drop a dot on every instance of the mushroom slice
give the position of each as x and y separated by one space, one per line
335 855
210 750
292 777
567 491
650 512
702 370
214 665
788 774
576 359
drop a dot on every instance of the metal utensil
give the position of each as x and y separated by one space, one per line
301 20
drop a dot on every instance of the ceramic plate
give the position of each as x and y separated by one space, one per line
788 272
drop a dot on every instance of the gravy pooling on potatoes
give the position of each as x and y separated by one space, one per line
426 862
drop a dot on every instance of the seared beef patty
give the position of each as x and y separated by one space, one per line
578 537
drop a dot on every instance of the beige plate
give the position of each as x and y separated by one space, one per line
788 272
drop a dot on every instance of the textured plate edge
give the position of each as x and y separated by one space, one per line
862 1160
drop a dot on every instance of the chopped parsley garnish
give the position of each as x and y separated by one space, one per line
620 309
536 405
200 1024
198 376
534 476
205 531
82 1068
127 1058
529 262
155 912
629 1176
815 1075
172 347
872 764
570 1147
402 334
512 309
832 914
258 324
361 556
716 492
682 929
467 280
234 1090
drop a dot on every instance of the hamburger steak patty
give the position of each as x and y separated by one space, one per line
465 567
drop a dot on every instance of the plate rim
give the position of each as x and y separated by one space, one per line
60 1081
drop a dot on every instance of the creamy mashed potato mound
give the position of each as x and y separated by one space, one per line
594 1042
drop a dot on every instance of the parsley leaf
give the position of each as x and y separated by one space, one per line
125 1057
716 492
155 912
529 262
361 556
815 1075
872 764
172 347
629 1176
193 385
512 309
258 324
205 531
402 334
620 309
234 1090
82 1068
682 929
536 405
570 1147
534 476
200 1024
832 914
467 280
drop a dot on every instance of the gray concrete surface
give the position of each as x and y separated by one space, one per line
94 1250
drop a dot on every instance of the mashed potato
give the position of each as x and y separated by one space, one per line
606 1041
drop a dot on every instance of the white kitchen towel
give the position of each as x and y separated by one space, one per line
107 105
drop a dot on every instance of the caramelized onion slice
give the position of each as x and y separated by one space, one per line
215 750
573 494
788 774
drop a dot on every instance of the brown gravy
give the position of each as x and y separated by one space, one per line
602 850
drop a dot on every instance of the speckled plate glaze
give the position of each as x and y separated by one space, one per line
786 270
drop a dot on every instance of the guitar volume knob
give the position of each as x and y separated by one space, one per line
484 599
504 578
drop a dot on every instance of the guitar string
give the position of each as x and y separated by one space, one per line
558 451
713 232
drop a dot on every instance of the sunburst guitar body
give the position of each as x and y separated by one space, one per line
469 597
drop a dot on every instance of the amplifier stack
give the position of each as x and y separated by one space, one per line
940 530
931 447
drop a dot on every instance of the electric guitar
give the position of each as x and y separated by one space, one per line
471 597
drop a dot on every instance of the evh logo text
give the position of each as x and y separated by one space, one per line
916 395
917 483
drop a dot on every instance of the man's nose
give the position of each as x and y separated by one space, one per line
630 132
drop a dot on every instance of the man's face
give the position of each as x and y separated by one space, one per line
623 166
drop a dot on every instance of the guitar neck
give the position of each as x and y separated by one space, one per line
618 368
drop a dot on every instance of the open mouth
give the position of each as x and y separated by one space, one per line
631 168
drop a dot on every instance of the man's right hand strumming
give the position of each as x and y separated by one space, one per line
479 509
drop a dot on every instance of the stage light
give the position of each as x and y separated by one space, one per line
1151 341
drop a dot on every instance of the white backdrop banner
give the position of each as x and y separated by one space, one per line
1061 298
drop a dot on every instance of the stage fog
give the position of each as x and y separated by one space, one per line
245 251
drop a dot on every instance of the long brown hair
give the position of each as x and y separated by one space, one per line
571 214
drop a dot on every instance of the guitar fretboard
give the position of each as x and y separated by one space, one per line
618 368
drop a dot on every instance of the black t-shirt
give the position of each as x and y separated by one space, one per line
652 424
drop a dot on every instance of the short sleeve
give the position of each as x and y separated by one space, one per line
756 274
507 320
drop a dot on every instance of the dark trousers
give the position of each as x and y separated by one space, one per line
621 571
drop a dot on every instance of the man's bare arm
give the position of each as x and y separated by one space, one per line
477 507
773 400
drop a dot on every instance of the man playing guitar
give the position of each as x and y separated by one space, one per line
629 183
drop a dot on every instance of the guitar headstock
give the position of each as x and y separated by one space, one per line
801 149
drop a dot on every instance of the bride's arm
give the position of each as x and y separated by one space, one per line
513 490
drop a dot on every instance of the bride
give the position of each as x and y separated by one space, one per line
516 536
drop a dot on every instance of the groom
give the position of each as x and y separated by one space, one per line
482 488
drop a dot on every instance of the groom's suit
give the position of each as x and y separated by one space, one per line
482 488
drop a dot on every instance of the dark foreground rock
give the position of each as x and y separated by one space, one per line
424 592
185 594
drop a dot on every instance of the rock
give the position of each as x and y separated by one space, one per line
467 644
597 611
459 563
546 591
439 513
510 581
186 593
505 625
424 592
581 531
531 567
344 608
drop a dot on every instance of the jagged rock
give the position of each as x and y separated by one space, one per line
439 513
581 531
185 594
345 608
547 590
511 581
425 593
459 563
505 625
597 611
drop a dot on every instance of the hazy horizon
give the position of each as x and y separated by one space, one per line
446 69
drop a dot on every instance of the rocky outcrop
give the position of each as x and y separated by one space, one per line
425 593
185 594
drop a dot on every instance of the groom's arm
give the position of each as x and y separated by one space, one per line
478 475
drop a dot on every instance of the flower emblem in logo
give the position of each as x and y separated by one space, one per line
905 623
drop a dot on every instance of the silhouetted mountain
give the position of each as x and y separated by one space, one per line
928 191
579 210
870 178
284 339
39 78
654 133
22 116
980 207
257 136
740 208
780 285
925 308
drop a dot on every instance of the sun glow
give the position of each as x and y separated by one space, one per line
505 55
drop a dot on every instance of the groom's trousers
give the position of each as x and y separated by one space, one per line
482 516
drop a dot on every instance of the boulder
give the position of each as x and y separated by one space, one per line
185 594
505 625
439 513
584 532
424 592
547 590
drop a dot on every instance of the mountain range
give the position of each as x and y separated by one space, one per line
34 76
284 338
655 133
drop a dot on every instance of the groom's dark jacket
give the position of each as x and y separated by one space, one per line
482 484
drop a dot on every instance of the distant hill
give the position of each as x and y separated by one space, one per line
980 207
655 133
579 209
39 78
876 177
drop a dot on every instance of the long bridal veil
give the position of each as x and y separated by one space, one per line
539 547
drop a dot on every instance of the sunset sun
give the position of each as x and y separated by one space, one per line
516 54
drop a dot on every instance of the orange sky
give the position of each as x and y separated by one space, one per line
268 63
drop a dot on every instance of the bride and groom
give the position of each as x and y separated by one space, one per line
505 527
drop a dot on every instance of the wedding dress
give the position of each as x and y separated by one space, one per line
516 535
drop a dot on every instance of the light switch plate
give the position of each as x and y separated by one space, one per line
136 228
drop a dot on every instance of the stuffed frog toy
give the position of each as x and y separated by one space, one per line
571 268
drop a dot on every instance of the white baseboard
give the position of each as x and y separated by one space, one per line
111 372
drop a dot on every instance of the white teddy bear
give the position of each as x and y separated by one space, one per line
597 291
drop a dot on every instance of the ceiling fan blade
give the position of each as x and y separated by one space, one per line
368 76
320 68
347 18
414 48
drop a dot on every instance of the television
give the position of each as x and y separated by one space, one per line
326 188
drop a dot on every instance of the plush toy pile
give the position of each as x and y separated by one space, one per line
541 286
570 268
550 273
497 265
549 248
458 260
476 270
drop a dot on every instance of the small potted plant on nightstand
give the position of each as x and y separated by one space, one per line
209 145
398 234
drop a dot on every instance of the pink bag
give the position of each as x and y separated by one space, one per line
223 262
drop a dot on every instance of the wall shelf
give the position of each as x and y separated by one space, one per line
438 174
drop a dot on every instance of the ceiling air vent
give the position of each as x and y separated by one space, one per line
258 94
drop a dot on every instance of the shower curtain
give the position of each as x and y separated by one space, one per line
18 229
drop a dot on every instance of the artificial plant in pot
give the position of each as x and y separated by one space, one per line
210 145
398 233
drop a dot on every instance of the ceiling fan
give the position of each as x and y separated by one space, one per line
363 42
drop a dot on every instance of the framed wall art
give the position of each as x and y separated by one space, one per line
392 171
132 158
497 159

★ ★ ★

__What is being asked__: Everything from the line containing "drop a dot on every instance of the white baseboard" to the end of the data above should be quoted exactly, please, both ends included, and nothing outside that span.

__Written answer__:
drop a dot on every instance of the white baseboard
give the position of each as x and y separated by one space, one per line
111 372
drop a dot on every instance of the white teddy bear
give the position of each as x and y separated by one space, one per line
597 291
drop a dot on every instance of the ceiling fan blade
give the position of each as x and y separated by one space, one per line
368 76
320 68
347 18
414 48
drop a dot on every instance of the television
give the position of each as x and y separated by one space, one per line
326 188
drop a dot on every instance of the plush toy pile
give the position of each as x and y separated by one space, one per line
541 286
570 268
550 273
497 265
549 248
458 260
476 270
drop a dot on every instance of the small potted plant on nightstand
give the position of each as x and y separated by one space, one per line
209 145
398 234
drop a dot on every instance of the pink bag
give the position of each as x and y separated by one space, one per line
223 262
drop a dot on every instance of the wall shelf
give the position of each as x and y separated by one space, one per line
438 174
drop a dot on every instance of the ceiling air vent
give the position of each as x and y separated by one space, one per line
258 94
drop a dot on every instance of the shower curtain
give the position of each as x and y separated by one space, one per line
18 229
drop a dot on every instance of the artificial plant in pot
give the position of each as x and y separated by one space, one per line
210 145
398 233
drop a dot on every instance of the ceiling fan
give the position of each as x and y separated by one space, one per line
363 42
drop a dot on every instance of the framed wall art
give the position of each as x and y separated by one space, one per line
392 171
132 158
497 159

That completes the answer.